PASSAGE TO READ START
4️⃣ Space Optimization
If we closely look at the relationship obltained in the tabulation approach, dp[i][j] = dp[i-1][j] + dp[i][j-1]), we see that we only need the previous row and column, in order to calculate dp[i][j]. Therefore we can space optimize it.
- Initially, we can take a dummy row ( say prev) and initialize it as 0.
- Now the current row(say temp) only needs the previous row value and the current row’s value in order to calculate dp[i][j].
- At the next step, the 'temp' array becomes the 'prev' of the next step and using its values we can still calculate the next row’s values.
- At last prev[n-1] will give us the required answer, as it will store the total answer in top-down approach.
Code:
#include <bits/stdc++.h>
using namespace std;
class Solution {
private:
// Function to solve the problem using space optimization
int func(int m, int n, vector<vector<int>>& matrix) {
/* Initialize a vector to store
the previous row's path counts*/
vector<int> prev(n, 0);
for (int i = 0; i < m; i++) {
/* Initialize a temporary
vector for the current row*/
vector<int> temp(n, 0);
for (int j = 0; j < n; j++) {
// Base conditions
if (i > 0 && j > 0 && matrix[i][j] == 1) {
/* If there's an obstacle at (i, j),
no paths can pass through it*/
temp[j] = 0;
continue;
}
if (i == 0 && j == 0) {
/* If we are at the starting
point, there is one path to it*/
temp[j] = 1;
continue;
}
int up = 0;
int left = 0;
/* Check if we can move up and left
(if not at the edge of the maze)*/
if (i > 0)
up = prev[j];
if (j > 0)
left = temp[j - 1];
/* Total number of paths to reach (i, j)
PASSAGE TO READ END
GIVEN ENTRIES START
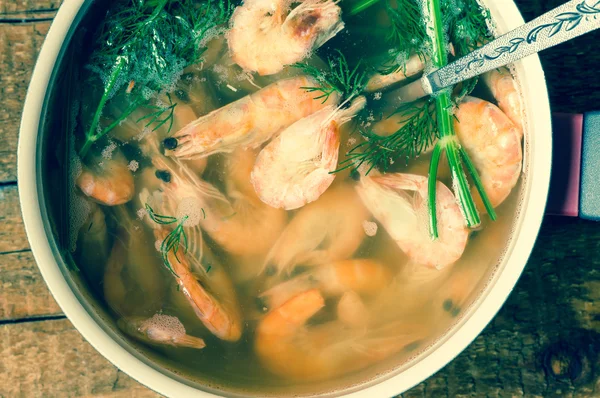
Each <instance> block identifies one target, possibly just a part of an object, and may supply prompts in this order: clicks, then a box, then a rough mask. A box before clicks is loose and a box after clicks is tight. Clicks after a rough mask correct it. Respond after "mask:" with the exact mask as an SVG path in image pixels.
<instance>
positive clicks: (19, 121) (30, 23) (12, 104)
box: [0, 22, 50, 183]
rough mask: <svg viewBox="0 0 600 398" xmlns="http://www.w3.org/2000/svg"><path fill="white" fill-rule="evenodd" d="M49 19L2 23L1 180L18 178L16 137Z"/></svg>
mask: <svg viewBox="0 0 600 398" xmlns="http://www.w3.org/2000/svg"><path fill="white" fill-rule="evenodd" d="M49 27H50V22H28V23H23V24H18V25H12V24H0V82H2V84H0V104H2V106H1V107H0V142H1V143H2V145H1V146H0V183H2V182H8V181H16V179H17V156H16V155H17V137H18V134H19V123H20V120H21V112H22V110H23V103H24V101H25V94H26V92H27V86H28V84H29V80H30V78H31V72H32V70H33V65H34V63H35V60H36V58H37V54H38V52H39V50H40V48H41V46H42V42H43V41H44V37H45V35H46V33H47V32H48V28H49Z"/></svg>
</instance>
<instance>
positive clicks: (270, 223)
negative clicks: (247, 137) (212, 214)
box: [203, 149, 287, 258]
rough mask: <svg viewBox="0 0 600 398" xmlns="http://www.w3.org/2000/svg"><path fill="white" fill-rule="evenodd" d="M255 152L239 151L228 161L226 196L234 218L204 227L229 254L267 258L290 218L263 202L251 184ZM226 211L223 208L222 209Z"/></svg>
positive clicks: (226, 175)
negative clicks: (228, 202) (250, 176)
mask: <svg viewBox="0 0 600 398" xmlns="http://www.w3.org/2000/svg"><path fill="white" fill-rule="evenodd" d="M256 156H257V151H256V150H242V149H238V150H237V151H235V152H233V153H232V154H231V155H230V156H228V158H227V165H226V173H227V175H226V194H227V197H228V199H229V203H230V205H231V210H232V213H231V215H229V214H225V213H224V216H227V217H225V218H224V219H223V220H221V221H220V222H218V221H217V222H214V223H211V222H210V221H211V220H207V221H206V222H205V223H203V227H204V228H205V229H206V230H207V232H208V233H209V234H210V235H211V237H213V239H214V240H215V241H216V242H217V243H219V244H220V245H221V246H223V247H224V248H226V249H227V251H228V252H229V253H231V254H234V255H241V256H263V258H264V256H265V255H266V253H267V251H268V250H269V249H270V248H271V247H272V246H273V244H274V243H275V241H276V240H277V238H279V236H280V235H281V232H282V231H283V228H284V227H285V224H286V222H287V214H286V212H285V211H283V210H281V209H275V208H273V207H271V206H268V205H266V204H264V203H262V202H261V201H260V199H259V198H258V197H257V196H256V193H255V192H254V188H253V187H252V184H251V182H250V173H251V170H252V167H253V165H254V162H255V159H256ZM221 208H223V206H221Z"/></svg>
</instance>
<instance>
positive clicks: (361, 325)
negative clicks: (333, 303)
GIVEN ENTRIES END
→ EXERCISE REQUIREMENTS
1. Restate the paragraph of the space-optimization passage beginning "If we closely look at the relationship" in a single shorter sentence that keeps its main facts.
2. Translate this sentence from the space-optimization passage into Spanish: "At the next step, the 'temp' array becomes the 'prev' of the next step and using its values we can still calculate the next row’s values."
3. Go on with the space-optimization passage and its code, starting right after the last line shown.
The records play no part in what follows.

→ RESULTS IN ORDER
1. Since the tabulation relation dp[i][j] = dp[i-1][j] + dp[i][j-1] uses only the previous row and column, the space can be optimized.

2. En el paso siguiente, el arreglo 'temp' se convierte en el 'prev' del paso siguiente y, usando sus valores, aún podemos calcular los valores de la fila siguiente.

3.
is the sum of paths from above and left*/
temp[j] = up + left;
}
// Update the previous row with the current row
prev = temp;
}
/* The final result is stored in prev[m-1], which
represents the destination in the last row*/
return prev[n - 1];
}
public:
/* Function to find all unique paths to reach
matrix[m-1][n-1] from matrix[0][0] with obstacles*/
int uniquePathsWithObstacles(vector<vector<int>>& matrix) {
int m = matrix.size();
int n = matrix[0].size();
// Return the total number of paths
return func(m, n, matrix);
}
};
int main() {
vector<vector<int>> maze{
{0, 0, 0},
{0, 1, 0},
{0, 0, 0},
};
// Create an instance of Solution class
Solution sol;
cout << "Number of paths with obstacles: " << sol.uniquePathsWithObstacles(maze) << endl;
return 0;
}
Complexity Analysis:
- Time Complexity:
O(M*N), where M is the number of row and N is the number of column in 2D array. As the whole matrix is traversed once using two nested loops. - Space Complexity:
O(N), We are using an external array of size ‘N’ to store only one row.